Document excerpt:
Political leaders have often given meaning (of some sort) to their people, becoming pseudo-mythical beings whose loss set the nation reeling. JFK was the man who saved the world from nuclear war, who tied together the ends of American ideology in the Cold War era. Stalin, on a much larger scale, turned himself into a persona that held together the straining Soviet Union, acting as a lynchpin for everything behind the Iron Curtain.

Kim Jong Il did the same on an extraordinary and terrifying level. He may even surpass Stalin’s cult of personality, creating an ideological system so grand that any discussion of it invariably turns into black humor. Kim Jong Il turned his existence into a piece of propaganda which he then used to define the political existence of the North Korean people.

The examples are startling. According to official records, Kim Jong Il’s birth was marked by the appearance of a double rainbow and the birth of a new star. His divine origins are matched only by his (officially reported) achievements: walking at three weeks old, speaking at eight, authoring 1,500 books, and shooting 11 holes-in-one in the only game of golf he ever played. And then, of course, there is the fact that he does not defecate.

Perhaps North Koreans find Kim Jong Il as absurd as the rest of the world. (Perhaps that would have loved Trey Stone and Matt Parker’s depiction.) But it seems many North Koreans take Kim quite seriously, even adopting his peculiar fashion sense. Even if his official biography is not taken literally within North Korea (and for my sanity, I choose to believe it is not), Kim Jong Il’s efforts have created an ideological apparatus that refuses to allow any sort of modern politics to be undertaken by the North Koreans.

This is demonstrated by another strange fact. In response to mass famine, Kim Jong Il decided that giant rabbits would be the best way to feed his nation. But the dozen rabbits gifted to North Korea to breed their new food supply served only as the main course at Kim Jong Il’s birthday party.

The audacity of the above tells the whole story. For the official records of a nation to claim anything like what they do about Kim Jong Il, there must be an immense power structure keeping order. The fact that the North Korean government can still claim any of these ridiculous facts is proof of the power they wield over the North Korean people.

Short exercise 1: Gather each line of the records that contains the word "navy".
The records that come next are unrelated to the passage on Kim Jong Il.

Supplied records:
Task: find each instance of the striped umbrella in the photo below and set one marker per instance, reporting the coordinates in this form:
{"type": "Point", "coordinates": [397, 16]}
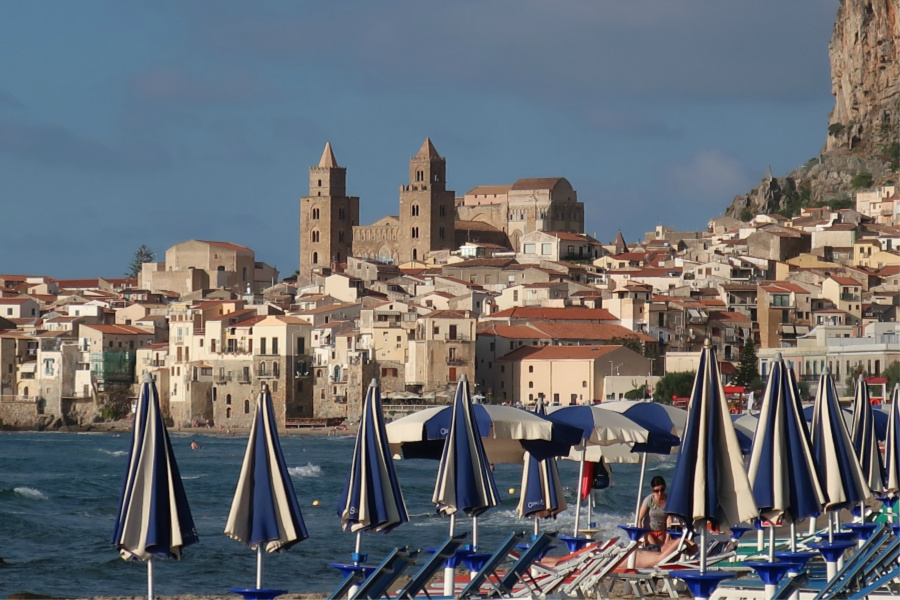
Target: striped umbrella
{"type": "Point", "coordinates": [840, 474]}
{"type": "Point", "coordinates": [862, 434]}
{"type": "Point", "coordinates": [541, 495]}
{"type": "Point", "coordinates": [465, 481]}
{"type": "Point", "coordinates": [264, 512]}
{"type": "Point", "coordinates": [709, 483]}
{"type": "Point", "coordinates": [154, 518]}
{"type": "Point", "coordinates": [371, 499]}
{"type": "Point", "coordinates": [782, 471]}
{"type": "Point", "coordinates": [892, 445]}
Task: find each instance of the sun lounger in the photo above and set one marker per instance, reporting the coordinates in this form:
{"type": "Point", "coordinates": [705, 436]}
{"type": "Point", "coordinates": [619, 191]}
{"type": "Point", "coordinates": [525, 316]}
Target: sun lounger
{"type": "Point", "coordinates": [490, 566]}
{"type": "Point", "coordinates": [434, 564]}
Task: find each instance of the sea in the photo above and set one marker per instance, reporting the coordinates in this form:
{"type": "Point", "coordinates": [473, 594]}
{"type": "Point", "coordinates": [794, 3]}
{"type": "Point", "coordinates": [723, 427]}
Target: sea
{"type": "Point", "coordinates": [59, 495]}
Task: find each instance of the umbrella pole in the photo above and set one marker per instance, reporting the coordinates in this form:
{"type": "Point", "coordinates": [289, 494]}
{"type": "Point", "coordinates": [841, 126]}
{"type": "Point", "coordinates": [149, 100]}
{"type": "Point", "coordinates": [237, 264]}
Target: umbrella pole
{"type": "Point", "coordinates": [580, 483]}
{"type": "Point", "coordinates": [259, 552]}
{"type": "Point", "coordinates": [150, 594]}
{"type": "Point", "coordinates": [637, 507]}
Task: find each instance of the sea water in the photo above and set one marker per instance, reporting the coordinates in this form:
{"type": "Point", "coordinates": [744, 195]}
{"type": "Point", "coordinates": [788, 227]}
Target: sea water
{"type": "Point", "coordinates": [59, 494]}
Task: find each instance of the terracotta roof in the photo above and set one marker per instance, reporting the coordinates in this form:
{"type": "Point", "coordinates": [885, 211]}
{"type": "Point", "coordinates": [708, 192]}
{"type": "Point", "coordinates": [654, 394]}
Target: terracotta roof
{"type": "Point", "coordinates": [558, 352]}
{"type": "Point", "coordinates": [549, 314]}
{"type": "Point", "coordinates": [118, 329]}
{"type": "Point", "coordinates": [546, 183]}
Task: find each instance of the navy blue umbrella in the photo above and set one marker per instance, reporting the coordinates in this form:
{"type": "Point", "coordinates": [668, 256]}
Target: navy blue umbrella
{"type": "Point", "coordinates": [709, 483]}
{"type": "Point", "coordinates": [541, 495]}
{"type": "Point", "coordinates": [862, 434]}
{"type": "Point", "coordinates": [265, 513]}
{"type": "Point", "coordinates": [782, 470]}
{"type": "Point", "coordinates": [154, 519]}
{"type": "Point", "coordinates": [371, 499]}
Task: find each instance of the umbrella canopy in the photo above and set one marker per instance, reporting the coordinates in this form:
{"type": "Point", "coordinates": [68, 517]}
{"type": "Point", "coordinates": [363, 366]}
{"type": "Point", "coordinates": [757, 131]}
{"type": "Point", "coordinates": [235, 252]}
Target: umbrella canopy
{"type": "Point", "coordinates": [372, 500]}
{"type": "Point", "coordinates": [465, 481]}
{"type": "Point", "coordinates": [892, 445]}
{"type": "Point", "coordinates": [265, 508]}
{"type": "Point", "coordinates": [782, 470]}
{"type": "Point", "coordinates": [862, 434]}
{"type": "Point", "coordinates": [506, 433]}
{"type": "Point", "coordinates": [709, 482]}
{"type": "Point", "coordinates": [542, 492]}
{"type": "Point", "coordinates": [154, 518]}
{"type": "Point", "coordinates": [841, 476]}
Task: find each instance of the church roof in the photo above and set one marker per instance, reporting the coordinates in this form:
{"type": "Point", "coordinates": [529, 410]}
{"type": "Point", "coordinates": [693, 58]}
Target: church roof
{"type": "Point", "coordinates": [427, 150]}
{"type": "Point", "coordinates": [328, 160]}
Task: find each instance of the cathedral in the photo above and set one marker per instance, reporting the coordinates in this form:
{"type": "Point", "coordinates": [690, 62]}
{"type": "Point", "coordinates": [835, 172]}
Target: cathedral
{"type": "Point", "coordinates": [431, 219]}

Short exercise 2: Reproduce the passage on Kim Jong Il verbatim from "Kim Jong Il did" to "of the North Korean people.".

Response 1:
Task: find each instance of the navy blue umbrella in the photo above and set one marker per instance, reporting the coordinates in this form:
Target: navy blue umbrella

Response 2:
Kim Jong Il did the same on an extraordinary and terrifying level. He may even surpass Stalin’s cult of personality, creating an ideological system so grand that any discussion of it invariably turns into black humor. Kim Jong Il turned his existence into a piece of propaganda which he then used to define the political existence of the North Korean people.